Return verbatim the lines of the listing below, from the line containing "Drop a pin on every instance of the white sneaker" through the line containing "x=475, y=429", with both end lines included.
--- start DATA LINES ---
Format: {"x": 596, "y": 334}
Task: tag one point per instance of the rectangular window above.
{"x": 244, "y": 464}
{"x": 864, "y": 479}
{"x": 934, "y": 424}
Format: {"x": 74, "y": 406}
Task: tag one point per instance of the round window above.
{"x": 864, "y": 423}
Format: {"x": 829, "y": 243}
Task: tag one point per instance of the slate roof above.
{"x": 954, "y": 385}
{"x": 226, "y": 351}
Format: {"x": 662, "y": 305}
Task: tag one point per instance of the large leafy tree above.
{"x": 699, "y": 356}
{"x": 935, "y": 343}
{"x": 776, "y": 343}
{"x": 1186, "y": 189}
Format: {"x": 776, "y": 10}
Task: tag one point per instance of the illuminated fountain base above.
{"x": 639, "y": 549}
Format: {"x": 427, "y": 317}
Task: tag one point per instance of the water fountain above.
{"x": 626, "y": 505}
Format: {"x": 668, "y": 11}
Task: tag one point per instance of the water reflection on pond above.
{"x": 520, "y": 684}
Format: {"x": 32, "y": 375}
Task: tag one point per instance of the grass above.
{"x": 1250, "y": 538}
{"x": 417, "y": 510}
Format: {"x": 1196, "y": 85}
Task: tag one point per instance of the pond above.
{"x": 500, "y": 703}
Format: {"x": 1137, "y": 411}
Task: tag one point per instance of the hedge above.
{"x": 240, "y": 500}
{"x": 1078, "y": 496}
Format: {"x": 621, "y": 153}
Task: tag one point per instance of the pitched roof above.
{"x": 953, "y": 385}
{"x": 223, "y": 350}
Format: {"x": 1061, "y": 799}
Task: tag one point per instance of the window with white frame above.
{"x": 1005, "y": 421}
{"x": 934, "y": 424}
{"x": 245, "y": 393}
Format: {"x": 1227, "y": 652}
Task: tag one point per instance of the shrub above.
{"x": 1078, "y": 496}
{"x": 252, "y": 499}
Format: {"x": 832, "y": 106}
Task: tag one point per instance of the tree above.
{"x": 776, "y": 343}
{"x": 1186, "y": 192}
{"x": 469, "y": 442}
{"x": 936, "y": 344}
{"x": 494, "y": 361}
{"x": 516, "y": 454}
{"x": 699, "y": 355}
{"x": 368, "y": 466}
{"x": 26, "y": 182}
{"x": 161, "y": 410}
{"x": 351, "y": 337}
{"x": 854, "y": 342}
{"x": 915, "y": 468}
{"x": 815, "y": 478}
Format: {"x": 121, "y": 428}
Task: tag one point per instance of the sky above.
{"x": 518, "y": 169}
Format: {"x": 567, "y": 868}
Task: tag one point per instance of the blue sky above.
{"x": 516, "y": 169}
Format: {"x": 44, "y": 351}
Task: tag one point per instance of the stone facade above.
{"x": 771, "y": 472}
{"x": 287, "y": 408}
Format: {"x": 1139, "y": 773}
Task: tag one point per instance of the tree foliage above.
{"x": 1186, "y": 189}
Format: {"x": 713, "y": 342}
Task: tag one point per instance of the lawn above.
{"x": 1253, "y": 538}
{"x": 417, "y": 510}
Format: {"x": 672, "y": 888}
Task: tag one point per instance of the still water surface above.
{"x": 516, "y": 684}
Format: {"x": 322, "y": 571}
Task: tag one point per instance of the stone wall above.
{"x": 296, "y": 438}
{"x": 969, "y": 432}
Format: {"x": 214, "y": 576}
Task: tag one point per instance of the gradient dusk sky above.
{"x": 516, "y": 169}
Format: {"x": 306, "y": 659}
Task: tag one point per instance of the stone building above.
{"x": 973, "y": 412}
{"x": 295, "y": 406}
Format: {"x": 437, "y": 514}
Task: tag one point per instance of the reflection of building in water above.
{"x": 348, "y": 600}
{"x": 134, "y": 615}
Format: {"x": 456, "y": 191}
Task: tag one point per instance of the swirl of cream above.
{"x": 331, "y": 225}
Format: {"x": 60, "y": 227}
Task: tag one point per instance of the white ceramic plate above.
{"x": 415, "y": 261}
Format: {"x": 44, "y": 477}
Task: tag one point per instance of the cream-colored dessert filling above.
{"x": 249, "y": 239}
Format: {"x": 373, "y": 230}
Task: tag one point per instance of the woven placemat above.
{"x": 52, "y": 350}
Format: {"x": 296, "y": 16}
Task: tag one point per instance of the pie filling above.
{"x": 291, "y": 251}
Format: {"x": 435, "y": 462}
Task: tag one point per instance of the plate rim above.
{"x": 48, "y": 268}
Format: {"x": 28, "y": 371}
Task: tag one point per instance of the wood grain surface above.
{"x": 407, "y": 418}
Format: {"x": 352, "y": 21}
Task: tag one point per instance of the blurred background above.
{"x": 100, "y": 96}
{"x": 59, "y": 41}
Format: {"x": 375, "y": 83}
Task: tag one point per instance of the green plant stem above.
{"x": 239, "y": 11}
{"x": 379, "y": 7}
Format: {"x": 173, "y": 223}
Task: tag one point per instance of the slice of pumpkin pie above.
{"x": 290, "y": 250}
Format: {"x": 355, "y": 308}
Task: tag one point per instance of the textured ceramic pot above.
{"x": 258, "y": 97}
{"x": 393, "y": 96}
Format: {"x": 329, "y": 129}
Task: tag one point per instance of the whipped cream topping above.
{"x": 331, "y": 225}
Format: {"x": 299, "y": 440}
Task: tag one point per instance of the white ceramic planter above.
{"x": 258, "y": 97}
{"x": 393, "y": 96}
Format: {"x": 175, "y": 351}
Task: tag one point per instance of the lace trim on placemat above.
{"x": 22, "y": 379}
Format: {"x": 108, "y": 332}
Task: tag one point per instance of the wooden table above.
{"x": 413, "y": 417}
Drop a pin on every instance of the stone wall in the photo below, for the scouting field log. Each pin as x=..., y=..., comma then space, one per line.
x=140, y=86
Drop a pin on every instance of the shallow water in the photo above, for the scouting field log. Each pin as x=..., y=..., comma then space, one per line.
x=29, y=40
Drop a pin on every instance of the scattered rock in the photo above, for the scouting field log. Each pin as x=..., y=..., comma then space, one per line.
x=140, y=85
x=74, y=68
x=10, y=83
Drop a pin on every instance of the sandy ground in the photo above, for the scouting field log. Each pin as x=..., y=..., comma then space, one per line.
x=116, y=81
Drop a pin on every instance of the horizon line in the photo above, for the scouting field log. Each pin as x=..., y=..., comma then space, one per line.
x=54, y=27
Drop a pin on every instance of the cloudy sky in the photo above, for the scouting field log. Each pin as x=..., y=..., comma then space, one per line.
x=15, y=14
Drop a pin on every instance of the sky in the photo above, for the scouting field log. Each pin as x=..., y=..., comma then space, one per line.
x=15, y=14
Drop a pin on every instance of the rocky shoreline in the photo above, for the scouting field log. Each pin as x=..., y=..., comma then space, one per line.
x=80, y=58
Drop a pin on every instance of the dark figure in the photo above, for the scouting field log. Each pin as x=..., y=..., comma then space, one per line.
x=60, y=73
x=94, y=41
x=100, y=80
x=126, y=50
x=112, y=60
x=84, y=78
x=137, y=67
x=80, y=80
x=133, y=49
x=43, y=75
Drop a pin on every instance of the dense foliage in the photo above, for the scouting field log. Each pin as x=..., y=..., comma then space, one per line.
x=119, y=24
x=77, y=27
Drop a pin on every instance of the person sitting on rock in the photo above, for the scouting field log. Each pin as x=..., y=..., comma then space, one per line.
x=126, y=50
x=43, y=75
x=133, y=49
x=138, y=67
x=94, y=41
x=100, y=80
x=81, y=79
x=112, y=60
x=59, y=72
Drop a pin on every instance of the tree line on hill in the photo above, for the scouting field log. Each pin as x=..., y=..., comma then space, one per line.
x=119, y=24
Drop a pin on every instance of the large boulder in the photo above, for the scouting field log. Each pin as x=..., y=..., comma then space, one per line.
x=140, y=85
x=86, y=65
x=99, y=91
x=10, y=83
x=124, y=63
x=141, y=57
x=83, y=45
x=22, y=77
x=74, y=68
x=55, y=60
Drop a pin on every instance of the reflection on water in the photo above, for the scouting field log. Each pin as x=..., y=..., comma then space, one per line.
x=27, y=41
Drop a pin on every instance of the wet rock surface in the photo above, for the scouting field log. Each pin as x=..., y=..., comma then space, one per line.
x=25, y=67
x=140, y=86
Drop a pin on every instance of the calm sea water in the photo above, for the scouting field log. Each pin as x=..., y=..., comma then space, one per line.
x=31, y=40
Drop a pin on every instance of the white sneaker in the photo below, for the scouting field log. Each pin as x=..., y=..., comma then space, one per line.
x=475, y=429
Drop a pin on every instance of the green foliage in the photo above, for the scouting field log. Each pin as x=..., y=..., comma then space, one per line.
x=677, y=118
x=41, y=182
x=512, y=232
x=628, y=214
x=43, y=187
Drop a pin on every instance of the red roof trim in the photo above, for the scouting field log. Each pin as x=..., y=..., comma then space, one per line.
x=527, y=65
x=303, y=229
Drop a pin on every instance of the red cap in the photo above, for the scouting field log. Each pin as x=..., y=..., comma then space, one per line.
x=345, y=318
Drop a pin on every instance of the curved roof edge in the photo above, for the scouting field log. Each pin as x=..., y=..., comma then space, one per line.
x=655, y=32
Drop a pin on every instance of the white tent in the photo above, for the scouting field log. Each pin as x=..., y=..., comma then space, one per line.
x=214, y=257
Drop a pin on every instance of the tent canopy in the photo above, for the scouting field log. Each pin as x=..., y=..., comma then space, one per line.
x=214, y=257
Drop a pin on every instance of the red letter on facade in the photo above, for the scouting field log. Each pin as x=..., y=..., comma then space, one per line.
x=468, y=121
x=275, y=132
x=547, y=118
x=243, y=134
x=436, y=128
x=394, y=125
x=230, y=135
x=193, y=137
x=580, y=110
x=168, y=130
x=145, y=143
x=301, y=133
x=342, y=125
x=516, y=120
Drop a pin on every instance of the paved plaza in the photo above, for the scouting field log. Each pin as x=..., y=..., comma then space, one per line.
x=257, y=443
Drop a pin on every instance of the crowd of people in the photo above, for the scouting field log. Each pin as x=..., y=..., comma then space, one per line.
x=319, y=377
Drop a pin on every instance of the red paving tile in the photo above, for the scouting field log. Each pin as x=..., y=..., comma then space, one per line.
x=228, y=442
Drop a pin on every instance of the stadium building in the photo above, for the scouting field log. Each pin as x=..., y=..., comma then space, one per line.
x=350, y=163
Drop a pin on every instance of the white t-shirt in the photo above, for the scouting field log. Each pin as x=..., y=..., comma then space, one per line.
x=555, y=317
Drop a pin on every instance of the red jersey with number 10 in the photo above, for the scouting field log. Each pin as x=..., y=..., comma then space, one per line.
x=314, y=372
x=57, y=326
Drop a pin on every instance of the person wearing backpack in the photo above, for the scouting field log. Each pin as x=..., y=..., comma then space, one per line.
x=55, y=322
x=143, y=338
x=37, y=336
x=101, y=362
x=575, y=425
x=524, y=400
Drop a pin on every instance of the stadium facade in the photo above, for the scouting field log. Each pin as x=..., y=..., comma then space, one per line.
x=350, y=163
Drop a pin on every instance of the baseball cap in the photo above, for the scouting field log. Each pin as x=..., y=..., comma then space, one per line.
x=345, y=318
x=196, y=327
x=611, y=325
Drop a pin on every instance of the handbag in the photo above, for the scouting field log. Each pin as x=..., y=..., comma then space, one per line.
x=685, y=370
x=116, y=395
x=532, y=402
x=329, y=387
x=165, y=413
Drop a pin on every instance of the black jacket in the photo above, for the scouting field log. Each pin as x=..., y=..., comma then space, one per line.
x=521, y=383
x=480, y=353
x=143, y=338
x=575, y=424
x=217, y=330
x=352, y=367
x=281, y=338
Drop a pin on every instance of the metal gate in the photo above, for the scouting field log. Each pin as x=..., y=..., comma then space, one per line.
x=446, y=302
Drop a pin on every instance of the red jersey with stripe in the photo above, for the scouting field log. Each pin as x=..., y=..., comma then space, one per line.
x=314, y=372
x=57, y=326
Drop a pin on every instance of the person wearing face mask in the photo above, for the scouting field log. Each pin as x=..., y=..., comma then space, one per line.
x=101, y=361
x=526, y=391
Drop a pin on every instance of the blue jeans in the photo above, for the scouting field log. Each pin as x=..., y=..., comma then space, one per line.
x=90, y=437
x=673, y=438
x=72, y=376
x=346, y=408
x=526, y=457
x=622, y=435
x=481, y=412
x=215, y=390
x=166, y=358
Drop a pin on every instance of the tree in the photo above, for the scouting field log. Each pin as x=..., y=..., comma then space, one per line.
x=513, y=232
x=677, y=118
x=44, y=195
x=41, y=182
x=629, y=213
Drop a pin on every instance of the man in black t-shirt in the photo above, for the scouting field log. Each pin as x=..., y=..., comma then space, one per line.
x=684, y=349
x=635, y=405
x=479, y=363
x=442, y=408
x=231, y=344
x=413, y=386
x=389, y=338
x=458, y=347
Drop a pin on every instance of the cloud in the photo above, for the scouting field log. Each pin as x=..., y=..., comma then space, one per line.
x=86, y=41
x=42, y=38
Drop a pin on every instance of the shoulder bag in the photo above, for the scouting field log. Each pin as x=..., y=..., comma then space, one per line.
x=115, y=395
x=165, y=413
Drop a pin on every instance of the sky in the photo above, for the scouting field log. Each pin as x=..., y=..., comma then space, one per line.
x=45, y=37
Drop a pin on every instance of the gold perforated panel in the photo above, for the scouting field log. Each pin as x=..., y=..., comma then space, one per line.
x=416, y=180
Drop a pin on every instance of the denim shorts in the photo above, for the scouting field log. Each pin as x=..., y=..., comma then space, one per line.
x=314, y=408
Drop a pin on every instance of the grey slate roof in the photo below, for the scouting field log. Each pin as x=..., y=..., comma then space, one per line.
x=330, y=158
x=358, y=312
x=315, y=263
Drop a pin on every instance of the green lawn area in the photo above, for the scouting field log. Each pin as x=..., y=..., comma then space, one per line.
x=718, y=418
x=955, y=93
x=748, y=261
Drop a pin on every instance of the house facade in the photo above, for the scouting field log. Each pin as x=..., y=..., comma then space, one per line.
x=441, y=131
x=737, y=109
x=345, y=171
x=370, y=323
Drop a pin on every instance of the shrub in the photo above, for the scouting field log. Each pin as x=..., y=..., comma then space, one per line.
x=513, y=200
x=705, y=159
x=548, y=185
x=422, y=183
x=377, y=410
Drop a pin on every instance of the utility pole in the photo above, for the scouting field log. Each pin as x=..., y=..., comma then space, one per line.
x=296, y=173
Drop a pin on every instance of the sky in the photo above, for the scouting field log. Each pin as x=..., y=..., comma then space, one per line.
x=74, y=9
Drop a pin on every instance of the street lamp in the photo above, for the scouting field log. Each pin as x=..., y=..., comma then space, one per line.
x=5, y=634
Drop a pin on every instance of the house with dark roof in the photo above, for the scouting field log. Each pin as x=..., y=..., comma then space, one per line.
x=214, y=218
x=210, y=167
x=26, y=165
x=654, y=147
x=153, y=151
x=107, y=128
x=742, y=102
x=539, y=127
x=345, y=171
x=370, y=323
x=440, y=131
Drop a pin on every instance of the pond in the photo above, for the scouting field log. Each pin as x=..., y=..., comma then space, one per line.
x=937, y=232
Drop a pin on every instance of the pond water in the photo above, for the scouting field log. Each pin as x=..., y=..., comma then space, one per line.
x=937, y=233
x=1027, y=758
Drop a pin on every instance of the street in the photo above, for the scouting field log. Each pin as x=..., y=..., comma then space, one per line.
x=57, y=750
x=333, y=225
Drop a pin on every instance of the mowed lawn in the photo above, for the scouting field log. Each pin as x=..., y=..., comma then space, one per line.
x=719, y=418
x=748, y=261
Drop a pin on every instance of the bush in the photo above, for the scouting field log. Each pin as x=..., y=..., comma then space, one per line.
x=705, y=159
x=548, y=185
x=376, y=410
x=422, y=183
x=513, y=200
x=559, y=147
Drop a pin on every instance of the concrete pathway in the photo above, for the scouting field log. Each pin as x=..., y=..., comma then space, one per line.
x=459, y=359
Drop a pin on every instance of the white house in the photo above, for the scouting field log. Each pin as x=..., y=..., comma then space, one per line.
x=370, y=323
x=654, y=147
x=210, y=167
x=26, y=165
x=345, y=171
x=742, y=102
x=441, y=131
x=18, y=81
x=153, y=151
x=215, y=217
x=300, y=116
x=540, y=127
--- end DATA LINES ---
§ EXERCISE RESULT
Drop a pin on every instance of the white sneaker in the photo below, for the scouting field log. Each pin as x=..., y=..., comma then space, one per line.
x=475, y=429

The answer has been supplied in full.